-- Start --

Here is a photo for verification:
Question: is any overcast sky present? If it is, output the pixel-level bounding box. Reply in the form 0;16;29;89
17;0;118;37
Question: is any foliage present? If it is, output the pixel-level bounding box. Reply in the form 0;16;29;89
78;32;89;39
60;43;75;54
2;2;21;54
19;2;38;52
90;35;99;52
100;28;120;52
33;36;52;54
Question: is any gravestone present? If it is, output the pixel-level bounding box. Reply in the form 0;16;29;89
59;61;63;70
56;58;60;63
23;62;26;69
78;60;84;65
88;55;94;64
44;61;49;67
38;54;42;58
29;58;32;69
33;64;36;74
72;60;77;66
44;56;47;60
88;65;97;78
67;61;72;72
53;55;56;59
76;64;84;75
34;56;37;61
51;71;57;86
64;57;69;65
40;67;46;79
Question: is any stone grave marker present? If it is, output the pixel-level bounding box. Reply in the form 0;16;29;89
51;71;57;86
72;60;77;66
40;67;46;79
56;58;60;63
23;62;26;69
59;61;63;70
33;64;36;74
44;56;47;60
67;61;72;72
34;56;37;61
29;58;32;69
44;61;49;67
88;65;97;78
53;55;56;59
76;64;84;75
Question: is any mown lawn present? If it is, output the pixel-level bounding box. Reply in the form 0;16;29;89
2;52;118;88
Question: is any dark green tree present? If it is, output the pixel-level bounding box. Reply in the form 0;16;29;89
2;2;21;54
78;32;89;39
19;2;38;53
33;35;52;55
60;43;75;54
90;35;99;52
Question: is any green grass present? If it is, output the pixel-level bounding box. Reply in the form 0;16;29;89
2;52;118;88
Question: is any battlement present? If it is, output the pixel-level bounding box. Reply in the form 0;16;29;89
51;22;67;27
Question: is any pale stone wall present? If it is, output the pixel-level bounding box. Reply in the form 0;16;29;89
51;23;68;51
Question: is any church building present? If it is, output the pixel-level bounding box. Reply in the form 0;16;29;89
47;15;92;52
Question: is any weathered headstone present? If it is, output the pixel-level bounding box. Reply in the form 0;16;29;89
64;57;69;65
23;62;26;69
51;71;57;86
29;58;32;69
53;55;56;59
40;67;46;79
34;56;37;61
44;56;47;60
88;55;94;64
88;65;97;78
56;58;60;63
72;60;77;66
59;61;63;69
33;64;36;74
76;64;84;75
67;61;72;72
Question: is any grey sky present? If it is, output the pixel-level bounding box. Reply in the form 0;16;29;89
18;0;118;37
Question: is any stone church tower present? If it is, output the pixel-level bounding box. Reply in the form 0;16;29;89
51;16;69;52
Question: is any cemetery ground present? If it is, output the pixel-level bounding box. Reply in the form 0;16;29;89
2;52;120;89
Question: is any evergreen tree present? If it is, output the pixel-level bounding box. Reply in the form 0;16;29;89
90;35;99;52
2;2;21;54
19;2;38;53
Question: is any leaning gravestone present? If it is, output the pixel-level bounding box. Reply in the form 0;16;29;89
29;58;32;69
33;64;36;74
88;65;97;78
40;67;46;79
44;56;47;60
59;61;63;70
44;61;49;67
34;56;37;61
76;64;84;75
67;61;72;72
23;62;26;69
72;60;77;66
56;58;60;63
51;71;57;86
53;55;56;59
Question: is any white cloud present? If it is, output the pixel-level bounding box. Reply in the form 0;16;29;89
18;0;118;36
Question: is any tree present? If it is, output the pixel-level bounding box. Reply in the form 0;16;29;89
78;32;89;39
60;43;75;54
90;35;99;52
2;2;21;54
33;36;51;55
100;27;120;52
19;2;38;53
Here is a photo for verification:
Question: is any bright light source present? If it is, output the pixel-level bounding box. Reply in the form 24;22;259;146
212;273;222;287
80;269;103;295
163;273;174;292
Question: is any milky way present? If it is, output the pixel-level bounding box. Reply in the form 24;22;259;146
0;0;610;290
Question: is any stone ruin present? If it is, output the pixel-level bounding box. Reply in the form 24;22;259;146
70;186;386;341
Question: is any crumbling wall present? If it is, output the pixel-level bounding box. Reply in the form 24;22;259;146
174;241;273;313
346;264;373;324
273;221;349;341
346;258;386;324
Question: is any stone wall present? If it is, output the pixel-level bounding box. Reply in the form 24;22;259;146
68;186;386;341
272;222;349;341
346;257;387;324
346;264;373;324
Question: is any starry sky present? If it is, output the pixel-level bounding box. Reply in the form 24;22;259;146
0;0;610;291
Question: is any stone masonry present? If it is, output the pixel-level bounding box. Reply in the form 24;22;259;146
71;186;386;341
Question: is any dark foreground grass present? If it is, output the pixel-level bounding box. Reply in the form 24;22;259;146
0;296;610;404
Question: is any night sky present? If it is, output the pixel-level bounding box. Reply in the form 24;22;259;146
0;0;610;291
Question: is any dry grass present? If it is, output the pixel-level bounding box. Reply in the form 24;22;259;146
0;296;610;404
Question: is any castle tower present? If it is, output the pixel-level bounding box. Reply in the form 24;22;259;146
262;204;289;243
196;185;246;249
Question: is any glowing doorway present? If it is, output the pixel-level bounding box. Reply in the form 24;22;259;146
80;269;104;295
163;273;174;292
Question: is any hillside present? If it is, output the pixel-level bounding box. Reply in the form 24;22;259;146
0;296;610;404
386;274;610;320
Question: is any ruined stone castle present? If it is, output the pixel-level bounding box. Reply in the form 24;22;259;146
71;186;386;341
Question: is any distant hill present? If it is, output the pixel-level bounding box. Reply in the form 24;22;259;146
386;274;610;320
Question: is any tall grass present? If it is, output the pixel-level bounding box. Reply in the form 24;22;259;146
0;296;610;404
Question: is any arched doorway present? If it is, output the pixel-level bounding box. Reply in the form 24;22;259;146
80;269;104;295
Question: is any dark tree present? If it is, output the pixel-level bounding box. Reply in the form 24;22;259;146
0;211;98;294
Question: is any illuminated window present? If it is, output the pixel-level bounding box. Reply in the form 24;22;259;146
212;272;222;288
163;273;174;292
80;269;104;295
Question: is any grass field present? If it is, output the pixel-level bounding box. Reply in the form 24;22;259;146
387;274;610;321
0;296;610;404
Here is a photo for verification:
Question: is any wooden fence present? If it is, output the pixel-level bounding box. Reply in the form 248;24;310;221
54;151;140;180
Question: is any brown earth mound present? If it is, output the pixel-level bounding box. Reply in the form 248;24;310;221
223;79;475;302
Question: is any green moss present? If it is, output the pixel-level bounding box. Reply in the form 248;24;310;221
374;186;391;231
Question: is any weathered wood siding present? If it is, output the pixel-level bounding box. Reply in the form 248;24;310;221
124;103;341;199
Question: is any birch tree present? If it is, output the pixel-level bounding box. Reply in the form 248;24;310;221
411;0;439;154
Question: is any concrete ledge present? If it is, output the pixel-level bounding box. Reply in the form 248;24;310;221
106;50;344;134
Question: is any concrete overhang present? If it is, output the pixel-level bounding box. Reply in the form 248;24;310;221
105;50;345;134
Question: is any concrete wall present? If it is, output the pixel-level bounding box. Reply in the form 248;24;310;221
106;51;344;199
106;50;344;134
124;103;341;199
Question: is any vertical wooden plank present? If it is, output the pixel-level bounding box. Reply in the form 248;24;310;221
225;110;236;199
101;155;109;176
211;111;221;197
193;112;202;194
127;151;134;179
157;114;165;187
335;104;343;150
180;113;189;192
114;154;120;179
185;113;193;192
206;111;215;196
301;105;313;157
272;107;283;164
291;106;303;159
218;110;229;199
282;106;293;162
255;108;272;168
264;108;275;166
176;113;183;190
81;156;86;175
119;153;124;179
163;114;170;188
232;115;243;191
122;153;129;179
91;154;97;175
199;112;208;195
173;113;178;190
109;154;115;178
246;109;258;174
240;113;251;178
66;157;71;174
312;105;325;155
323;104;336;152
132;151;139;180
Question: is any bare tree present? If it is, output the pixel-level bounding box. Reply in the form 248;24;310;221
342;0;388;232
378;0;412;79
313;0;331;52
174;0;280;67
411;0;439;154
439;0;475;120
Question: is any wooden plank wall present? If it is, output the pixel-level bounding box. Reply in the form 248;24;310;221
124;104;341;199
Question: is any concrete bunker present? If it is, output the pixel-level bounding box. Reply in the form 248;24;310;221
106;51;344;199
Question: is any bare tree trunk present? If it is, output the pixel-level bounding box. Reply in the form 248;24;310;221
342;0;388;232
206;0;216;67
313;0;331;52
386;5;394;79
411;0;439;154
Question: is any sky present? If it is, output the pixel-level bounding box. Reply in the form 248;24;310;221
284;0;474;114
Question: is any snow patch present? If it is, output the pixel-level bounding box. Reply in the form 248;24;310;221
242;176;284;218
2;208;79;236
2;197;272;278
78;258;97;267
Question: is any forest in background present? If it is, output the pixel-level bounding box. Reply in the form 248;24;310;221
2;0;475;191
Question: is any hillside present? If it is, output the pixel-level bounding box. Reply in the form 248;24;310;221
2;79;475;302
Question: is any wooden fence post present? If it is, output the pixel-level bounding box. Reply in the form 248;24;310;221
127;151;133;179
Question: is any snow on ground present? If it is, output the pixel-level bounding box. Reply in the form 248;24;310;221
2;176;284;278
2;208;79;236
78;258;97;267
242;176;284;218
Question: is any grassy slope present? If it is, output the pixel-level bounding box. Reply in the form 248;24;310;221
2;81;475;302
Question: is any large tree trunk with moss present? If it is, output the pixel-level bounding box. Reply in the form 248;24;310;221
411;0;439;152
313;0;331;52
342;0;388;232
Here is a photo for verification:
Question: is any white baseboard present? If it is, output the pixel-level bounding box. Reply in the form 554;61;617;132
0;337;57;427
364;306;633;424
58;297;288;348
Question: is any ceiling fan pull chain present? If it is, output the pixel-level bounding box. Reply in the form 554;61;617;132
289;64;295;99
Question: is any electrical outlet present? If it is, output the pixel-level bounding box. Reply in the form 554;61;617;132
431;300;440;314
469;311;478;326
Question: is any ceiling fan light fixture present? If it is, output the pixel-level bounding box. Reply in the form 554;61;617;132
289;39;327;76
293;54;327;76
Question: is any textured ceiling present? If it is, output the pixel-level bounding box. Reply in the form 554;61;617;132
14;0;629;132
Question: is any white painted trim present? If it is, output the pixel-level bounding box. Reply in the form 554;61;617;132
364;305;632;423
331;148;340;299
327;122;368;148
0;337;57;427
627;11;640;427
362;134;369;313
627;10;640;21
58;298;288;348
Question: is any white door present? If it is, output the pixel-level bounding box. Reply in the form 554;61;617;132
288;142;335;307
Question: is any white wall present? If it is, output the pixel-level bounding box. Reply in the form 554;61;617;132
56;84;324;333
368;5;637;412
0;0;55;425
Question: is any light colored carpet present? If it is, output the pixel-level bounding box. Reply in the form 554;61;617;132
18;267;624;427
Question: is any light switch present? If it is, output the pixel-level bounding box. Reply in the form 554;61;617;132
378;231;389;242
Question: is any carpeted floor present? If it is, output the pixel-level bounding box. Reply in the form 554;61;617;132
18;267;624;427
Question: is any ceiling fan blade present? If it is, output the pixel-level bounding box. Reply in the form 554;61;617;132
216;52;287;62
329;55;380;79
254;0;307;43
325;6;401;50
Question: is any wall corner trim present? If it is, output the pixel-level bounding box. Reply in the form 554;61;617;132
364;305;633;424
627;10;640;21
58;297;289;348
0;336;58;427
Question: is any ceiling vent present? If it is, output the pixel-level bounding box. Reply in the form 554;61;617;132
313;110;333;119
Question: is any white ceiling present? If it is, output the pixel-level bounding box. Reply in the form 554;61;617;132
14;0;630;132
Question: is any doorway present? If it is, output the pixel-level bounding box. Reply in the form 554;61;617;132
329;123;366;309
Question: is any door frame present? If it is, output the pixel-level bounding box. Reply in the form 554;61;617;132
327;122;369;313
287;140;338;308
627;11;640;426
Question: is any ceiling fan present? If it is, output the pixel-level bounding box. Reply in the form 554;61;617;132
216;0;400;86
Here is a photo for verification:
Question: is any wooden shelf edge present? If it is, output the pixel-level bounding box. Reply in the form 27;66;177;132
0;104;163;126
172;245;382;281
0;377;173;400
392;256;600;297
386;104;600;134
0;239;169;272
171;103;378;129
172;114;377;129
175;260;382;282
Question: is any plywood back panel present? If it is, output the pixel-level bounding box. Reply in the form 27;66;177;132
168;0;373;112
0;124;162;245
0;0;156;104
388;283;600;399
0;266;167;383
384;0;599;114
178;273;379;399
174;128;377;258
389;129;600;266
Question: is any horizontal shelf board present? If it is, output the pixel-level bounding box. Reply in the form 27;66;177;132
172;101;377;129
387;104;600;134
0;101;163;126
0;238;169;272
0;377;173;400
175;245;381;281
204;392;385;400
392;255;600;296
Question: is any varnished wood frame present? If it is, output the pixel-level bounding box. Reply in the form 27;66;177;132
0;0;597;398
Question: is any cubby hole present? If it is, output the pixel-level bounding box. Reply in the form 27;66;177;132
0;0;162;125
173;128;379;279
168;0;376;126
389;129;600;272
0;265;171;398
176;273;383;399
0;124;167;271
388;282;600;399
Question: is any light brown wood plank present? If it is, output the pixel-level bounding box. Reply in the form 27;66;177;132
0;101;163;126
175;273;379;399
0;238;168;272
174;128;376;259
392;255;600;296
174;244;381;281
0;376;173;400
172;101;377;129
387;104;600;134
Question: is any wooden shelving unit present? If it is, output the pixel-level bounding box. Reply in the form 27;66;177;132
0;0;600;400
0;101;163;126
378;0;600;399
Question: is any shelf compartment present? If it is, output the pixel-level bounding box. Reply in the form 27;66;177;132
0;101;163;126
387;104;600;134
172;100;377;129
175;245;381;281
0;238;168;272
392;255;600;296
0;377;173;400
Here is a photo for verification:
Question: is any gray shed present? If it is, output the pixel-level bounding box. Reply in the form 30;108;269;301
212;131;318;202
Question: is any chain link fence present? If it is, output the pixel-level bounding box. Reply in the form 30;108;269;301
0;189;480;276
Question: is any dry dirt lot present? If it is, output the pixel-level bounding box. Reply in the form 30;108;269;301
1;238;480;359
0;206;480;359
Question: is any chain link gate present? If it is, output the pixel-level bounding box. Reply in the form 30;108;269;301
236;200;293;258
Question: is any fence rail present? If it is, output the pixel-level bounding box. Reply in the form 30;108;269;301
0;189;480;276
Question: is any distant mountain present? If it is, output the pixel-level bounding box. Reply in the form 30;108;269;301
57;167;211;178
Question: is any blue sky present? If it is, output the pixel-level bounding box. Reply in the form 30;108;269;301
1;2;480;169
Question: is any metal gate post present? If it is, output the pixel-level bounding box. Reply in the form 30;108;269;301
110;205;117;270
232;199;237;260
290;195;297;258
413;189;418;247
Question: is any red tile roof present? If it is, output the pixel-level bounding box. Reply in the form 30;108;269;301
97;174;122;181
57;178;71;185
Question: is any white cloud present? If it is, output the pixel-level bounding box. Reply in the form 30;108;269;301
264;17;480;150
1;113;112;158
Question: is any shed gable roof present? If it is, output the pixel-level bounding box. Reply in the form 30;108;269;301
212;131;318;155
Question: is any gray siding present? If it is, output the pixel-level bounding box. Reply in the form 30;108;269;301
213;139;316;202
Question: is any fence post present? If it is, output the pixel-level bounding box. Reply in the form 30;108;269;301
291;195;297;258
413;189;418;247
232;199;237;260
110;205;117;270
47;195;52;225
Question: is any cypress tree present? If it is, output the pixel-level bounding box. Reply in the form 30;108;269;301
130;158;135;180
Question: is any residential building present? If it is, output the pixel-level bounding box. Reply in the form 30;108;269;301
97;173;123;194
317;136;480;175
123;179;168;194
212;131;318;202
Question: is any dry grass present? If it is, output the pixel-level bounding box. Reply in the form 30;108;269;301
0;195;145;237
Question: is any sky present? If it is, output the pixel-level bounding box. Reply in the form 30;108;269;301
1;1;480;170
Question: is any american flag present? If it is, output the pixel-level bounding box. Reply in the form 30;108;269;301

-- End --

[Brief] Update the material from the line containing "Question: is any battlement" through the line containing "47;15;92;52", replacing "pale stone wall" with "limestone wall" and keeping everything else the same.

[Problem solution]
Question: is any battlement present? If it is, output the pixel-level bounding box. Reply in the form 0;16;29;89
51;22;67;27
Question: is any limestone wall present? If it is, output the pixel-level bounding box. Reply in the form 0;16;29;89
51;23;68;51
Question: is any church building present? If it is, output the pixel-level bounding box. Reply in the form 0;16;29;89
47;15;92;52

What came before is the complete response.